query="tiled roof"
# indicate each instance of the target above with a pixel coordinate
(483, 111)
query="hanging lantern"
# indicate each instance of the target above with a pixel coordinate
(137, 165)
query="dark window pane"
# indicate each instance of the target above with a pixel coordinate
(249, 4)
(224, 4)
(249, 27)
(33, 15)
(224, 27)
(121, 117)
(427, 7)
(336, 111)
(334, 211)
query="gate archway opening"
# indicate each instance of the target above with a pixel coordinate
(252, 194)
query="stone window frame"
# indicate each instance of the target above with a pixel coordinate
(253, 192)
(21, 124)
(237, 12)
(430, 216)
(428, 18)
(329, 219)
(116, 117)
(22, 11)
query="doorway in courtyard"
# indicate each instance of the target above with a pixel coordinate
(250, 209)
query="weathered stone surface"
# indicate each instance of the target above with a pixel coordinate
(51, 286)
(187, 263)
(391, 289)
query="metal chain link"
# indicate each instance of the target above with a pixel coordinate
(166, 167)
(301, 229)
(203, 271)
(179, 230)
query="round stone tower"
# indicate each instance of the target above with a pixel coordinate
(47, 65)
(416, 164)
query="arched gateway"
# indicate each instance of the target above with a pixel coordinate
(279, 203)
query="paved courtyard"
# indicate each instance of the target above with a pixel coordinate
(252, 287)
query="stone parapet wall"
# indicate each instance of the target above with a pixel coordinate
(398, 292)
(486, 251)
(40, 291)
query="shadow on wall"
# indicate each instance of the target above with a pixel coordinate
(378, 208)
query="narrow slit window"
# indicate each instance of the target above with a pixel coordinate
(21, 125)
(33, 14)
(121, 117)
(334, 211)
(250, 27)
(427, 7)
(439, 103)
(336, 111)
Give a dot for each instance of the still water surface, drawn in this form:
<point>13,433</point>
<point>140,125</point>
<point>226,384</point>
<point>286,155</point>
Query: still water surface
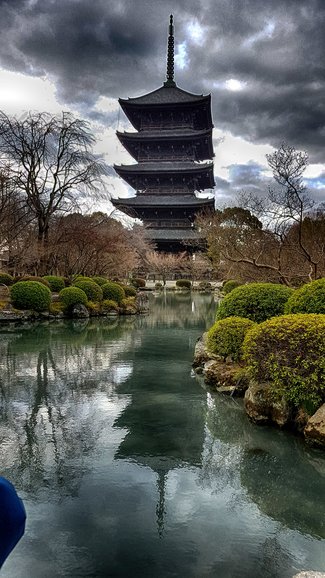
<point>128,467</point>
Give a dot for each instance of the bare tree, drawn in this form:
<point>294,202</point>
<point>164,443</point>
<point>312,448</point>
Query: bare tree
<point>270,238</point>
<point>51,161</point>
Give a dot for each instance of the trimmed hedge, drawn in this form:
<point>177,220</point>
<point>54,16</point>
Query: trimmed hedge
<point>56,283</point>
<point>6,279</point>
<point>93,291</point>
<point>255,301</point>
<point>309,298</point>
<point>183,284</point>
<point>226,337</point>
<point>289,353</point>
<point>70,296</point>
<point>229,285</point>
<point>113,291</point>
<point>30,295</point>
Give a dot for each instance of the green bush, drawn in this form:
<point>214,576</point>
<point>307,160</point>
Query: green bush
<point>229,285</point>
<point>94,307</point>
<point>32,278</point>
<point>113,291</point>
<point>138,282</point>
<point>70,296</point>
<point>109,305</point>
<point>81,278</point>
<point>183,284</point>
<point>30,295</point>
<point>6,279</point>
<point>93,291</point>
<point>309,298</point>
<point>255,301</point>
<point>289,353</point>
<point>56,283</point>
<point>100,280</point>
<point>129,290</point>
<point>204,286</point>
<point>225,337</point>
<point>128,302</point>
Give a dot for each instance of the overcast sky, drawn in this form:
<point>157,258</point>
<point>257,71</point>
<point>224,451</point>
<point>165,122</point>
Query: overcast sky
<point>263,63</point>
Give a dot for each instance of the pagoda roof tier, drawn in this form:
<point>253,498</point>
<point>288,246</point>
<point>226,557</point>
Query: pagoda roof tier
<point>166,95</point>
<point>143,200</point>
<point>200,174</point>
<point>201,139</point>
<point>166,100</point>
<point>172,234</point>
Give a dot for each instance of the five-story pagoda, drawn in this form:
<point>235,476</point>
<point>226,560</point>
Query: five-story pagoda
<point>173,148</point>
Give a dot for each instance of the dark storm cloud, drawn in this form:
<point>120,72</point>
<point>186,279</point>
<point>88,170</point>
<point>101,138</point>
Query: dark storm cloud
<point>117,48</point>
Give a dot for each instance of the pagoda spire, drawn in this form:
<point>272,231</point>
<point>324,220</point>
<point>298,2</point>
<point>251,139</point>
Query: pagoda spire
<point>170,55</point>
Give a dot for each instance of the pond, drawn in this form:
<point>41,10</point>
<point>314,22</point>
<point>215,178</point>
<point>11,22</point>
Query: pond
<point>128,467</point>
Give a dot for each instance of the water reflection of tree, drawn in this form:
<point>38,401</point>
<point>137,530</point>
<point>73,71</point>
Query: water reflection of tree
<point>50,419</point>
<point>279,473</point>
<point>180,309</point>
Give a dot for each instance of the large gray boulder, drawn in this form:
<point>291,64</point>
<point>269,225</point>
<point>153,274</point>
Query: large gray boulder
<point>201,355</point>
<point>79,311</point>
<point>262,408</point>
<point>315,428</point>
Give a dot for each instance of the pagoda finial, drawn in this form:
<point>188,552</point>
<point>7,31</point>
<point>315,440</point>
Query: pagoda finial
<point>170,55</point>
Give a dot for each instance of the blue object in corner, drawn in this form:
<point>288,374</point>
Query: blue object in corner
<point>12,518</point>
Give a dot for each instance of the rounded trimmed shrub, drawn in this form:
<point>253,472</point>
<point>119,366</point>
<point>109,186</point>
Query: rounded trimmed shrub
<point>229,285</point>
<point>113,291</point>
<point>56,283</point>
<point>30,295</point>
<point>99,280</point>
<point>129,291</point>
<point>204,286</point>
<point>93,291</point>
<point>128,302</point>
<point>138,283</point>
<point>109,305</point>
<point>6,279</point>
<point>70,296</point>
<point>289,353</point>
<point>226,337</point>
<point>255,301</point>
<point>32,278</point>
<point>309,298</point>
<point>183,284</point>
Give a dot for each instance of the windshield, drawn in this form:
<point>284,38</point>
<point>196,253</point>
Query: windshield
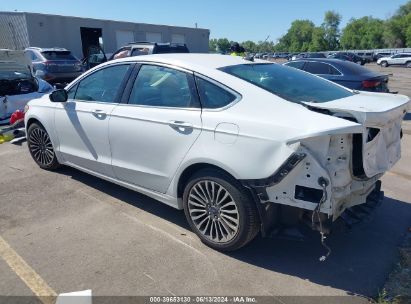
<point>288,83</point>
<point>11,75</point>
<point>58,55</point>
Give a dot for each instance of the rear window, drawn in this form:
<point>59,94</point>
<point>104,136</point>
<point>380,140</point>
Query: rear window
<point>288,83</point>
<point>58,55</point>
<point>355,68</point>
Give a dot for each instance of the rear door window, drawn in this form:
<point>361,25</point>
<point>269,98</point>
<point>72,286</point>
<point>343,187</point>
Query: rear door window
<point>102,85</point>
<point>160,86</point>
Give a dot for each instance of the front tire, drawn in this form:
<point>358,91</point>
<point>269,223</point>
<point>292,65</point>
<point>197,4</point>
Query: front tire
<point>220,210</point>
<point>40,147</point>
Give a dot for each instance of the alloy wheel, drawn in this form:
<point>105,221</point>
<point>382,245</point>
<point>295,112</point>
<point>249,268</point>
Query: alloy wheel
<point>41,147</point>
<point>213,211</point>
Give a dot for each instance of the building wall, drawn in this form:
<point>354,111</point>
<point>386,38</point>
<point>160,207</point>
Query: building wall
<point>61,31</point>
<point>13,31</point>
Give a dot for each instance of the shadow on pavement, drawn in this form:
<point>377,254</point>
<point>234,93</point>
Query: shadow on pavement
<point>360,261</point>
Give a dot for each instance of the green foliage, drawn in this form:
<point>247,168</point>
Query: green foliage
<point>330,26</point>
<point>299,36</point>
<point>363,33</point>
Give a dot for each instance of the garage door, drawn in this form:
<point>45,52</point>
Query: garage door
<point>154,37</point>
<point>178,38</point>
<point>124,37</point>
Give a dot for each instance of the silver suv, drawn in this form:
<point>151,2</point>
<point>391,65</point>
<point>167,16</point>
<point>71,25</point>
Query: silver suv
<point>397,59</point>
<point>54,64</point>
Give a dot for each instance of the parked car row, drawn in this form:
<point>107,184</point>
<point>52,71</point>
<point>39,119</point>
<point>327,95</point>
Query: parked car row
<point>18,84</point>
<point>29,74</point>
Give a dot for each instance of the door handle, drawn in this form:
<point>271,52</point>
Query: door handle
<point>180,124</point>
<point>98,112</point>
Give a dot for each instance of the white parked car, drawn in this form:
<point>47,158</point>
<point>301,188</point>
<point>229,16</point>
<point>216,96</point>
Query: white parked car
<point>397,59</point>
<point>232,142</point>
<point>18,85</point>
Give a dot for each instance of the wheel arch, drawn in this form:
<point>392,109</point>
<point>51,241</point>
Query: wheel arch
<point>185,175</point>
<point>32,120</point>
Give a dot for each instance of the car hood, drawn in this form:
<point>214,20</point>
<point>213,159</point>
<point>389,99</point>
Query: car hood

▸ What this task involves: In the data, take the part that opens with the line containing "Give a dot for each instance of the car" and closes at the end of the data, and edit it so that "car hood" becomes "bonnet" with nothing else changed. Return only that part.

▸ Written response:
Give a dot for each instance of the bonnet, drawn in this form:
<point>214,20</point>
<point>213,159</point>
<point>389,99</point>
Query: bonnet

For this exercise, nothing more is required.